» **CHALLENGE**
Present everything from the line containing "In this exercise you will mark the salvage" down to the line containing "<point>149,271</point>" as a two-column CSV with the headers text and answer. Give one row for each record, putting its text and its answer each in a single quoted field, with line breaks turned into spaces.
^^^^^^^^
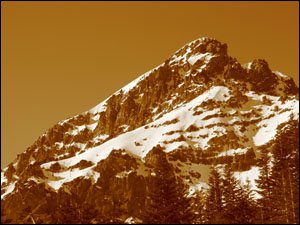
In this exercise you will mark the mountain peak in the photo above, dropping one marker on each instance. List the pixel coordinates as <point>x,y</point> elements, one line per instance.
<point>201,46</point>
<point>198,108</point>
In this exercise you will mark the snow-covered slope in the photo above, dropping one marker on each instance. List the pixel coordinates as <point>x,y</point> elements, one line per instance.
<point>200,106</point>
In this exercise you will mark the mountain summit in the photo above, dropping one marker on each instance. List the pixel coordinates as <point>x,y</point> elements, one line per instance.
<point>200,107</point>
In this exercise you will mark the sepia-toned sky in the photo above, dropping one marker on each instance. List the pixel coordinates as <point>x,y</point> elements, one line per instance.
<point>59,59</point>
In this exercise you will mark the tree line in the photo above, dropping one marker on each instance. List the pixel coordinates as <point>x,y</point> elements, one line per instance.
<point>226,200</point>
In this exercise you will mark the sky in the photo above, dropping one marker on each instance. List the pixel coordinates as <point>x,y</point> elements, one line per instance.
<point>59,59</point>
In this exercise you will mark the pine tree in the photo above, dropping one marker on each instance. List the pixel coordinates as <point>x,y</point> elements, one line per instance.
<point>213,202</point>
<point>167,201</point>
<point>285,173</point>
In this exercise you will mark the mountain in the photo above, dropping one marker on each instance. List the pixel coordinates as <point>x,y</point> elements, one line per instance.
<point>201,107</point>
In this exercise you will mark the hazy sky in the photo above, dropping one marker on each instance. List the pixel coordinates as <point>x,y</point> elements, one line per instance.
<point>59,59</point>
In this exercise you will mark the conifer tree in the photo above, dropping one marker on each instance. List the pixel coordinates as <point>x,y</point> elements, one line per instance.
<point>285,173</point>
<point>167,201</point>
<point>213,203</point>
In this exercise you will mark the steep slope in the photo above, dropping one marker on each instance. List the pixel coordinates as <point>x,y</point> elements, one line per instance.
<point>200,106</point>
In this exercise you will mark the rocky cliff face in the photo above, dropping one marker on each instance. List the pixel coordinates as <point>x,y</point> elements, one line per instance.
<point>200,106</point>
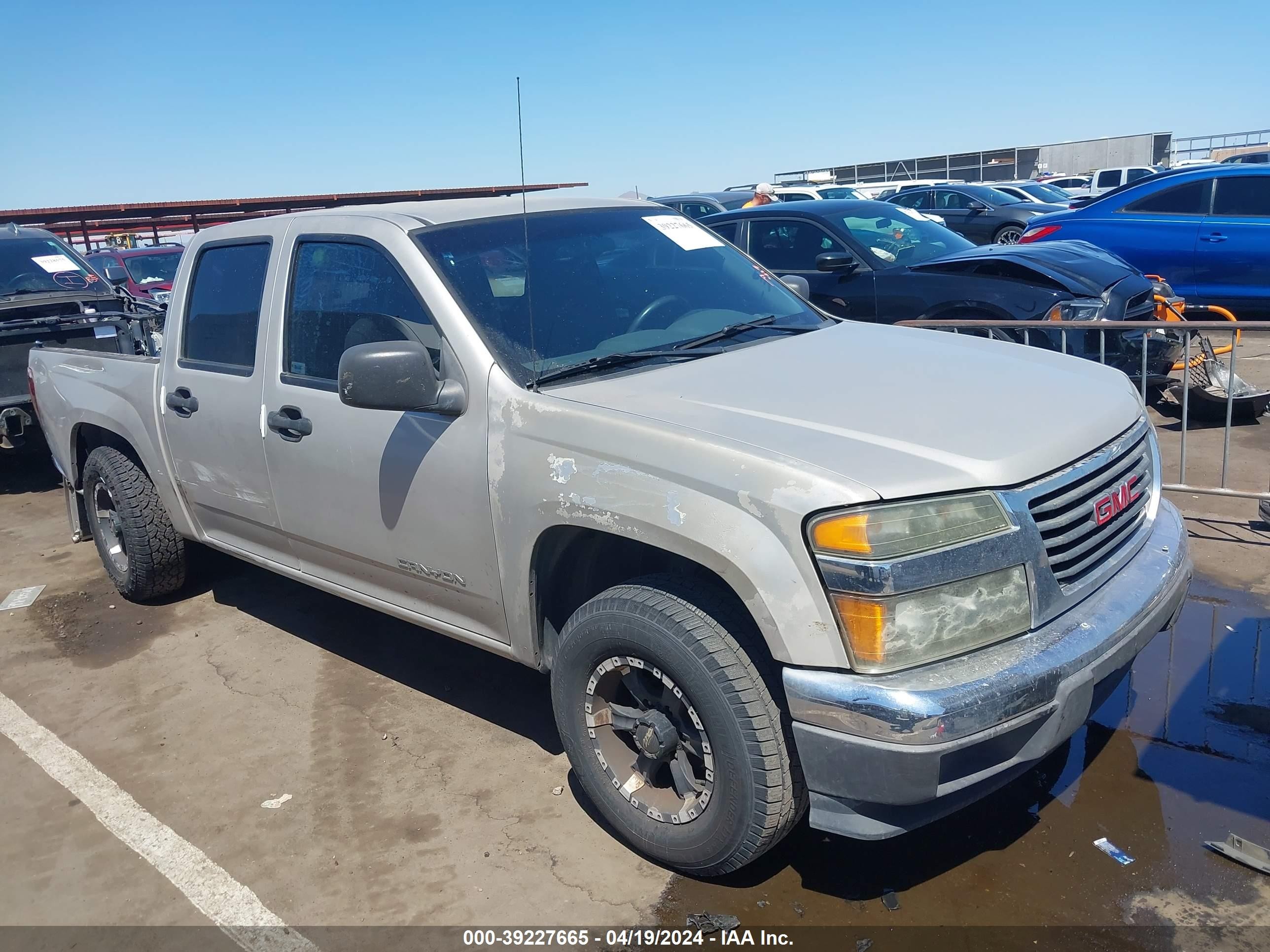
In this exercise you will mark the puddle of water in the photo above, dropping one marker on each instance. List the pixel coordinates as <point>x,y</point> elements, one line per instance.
<point>1178,754</point>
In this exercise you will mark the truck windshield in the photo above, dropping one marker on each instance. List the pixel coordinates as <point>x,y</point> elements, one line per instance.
<point>603,281</point>
<point>32,266</point>
<point>149,270</point>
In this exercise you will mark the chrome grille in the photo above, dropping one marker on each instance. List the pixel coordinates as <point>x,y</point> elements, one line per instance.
<point>1066,516</point>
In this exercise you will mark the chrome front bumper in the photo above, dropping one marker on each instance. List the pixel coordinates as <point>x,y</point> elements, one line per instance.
<point>887,753</point>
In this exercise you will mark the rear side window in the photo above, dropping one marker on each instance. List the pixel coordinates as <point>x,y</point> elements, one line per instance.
<point>727,232</point>
<point>1191,199</point>
<point>1242,196</point>
<point>224,307</point>
<point>343,295</point>
<point>696,210</point>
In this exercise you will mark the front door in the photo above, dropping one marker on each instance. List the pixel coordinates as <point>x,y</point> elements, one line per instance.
<point>790,247</point>
<point>211,402</point>
<point>390,504</point>
<point>1233,256</point>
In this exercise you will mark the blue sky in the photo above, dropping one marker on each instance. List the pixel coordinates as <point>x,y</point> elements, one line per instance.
<point>283,98</point>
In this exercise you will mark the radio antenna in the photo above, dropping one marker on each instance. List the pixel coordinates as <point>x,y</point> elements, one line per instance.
<point>525,221</point>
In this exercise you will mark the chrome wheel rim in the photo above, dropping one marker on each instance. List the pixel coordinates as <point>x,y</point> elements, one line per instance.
<point>649,741</point>
<point>111,527</point>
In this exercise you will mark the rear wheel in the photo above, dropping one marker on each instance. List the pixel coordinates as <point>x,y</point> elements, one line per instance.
<point>1009,234</point>
<point>672,730</point>
<point>139,546</point>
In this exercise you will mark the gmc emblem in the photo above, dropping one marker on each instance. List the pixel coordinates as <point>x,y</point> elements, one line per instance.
<point>1119,499</point>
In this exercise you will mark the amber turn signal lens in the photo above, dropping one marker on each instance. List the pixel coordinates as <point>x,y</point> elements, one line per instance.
<point>865,624</point>
<point>847,534</point>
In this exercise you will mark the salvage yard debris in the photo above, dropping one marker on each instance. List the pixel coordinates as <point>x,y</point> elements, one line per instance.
<point>1241,851</point>
<point>1113,851</point>
<point>21,598</point>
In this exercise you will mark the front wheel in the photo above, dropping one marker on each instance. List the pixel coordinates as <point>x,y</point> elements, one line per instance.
<point>1009,235</point>
<point>672,730</point>
<point>139,546</point>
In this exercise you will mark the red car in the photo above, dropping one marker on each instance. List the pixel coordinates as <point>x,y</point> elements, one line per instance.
<point>149,271</point>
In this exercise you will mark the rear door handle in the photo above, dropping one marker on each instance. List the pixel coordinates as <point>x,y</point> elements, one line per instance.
<point>181,402</point>
<point>290,423</point>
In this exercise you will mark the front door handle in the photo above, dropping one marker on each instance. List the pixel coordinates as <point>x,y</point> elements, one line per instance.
<point>290,423</point>
<point>182,403</point>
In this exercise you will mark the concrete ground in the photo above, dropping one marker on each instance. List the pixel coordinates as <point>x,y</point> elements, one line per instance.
<point>422,771</point>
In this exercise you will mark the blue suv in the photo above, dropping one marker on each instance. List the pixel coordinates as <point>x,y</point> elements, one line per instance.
<point>1205,230</point>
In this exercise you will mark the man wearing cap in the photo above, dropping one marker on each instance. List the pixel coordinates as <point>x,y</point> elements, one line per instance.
<point>764,195</point>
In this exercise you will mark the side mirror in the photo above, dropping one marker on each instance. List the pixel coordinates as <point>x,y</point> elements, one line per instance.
<point>395,375</point>
<point>835,262</point>
<point>798,285</point>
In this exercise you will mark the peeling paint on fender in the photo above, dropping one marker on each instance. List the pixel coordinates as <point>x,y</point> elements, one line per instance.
<point>562,468</point>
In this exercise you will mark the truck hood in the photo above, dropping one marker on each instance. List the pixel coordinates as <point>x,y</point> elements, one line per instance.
<point>1080,267</point>
<point>903,411</point>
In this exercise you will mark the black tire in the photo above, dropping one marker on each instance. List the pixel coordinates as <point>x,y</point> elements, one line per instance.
<point>691,634</point>
<point>154,555</point>
<point>1009,234</point>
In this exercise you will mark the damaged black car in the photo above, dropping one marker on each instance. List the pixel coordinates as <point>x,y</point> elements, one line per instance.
<point>879,262</point>
<point>50,295</point>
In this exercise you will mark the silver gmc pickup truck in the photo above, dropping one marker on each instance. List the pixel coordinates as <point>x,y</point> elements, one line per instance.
<point>773,561</point>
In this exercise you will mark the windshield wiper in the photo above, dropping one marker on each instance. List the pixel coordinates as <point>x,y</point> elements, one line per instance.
<point>615,360</point>
<point>741,327</point>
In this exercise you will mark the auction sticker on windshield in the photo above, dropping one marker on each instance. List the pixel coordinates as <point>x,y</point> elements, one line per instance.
<point>684,233</point>
<point>55,263</point>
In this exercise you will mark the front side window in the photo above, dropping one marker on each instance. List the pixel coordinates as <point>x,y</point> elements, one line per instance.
<point>951,201</point>
<point>914,199</point>
<point>153,270</point>
<point>1242,196</point>
<point>36,266</point>
<point>596,282</point>
<point>903,238</point>
<point>224,309</point>
<point>343,295</point>
<point>1191,199</point>
<point>790,245</point>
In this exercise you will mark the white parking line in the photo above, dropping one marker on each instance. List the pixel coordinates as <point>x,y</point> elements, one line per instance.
<point>217,895</point>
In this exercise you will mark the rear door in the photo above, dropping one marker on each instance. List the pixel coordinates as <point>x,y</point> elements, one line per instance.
<point>954,207</point>
<point>210,404</point>
<point>390,504</point>
<point>790,247</point>
<point>1233,257</point>
<point>1156,234</point>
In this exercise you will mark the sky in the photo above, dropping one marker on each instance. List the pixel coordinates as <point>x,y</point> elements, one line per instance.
<point>146,102</point>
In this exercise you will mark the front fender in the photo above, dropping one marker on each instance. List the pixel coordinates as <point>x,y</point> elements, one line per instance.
^^^^^^^^
» **TASK ANSWER**
text,answer
"In this exercise you will mark the salvage yard debris in the photo above, dropping one marker on each instance. List the pixel coordinates as <point>x,y</point> elements, one line per instance.","<point>1241,851</point> <point>1113,851</point> <point>21,598</point>"
"In this exercise you will mark the front wheel in the photo above, dropping one marker on each instance. List the pixel coordinates as <point>x,y</point> elements, one line per instance.","<point>1009,235</point> <point>672,730</point> <point>139,546</point>"
"In this exercise you will mark the red car in the photo above, dropping one marker on each instance. List the pixel coordinates as <point>x,y</point> elements, one line per instance.","<point>149,271</point>"